* **Task directions**
Write out each of the following rows word for word, with no changes.

(Region labeling rows)
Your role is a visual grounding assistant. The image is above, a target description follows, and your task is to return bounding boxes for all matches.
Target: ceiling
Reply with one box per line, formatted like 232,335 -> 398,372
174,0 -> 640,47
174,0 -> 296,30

* **Solution for this task**
Your role is a visual grounding assistant. The image is above, a target description follows, and your task is to return bounding boxes for all matches.
Target: ceiling
Reply with one box per line, formatted like 232,335 -> 398,372
174,0 -> 640,47
174,0 -> 296,30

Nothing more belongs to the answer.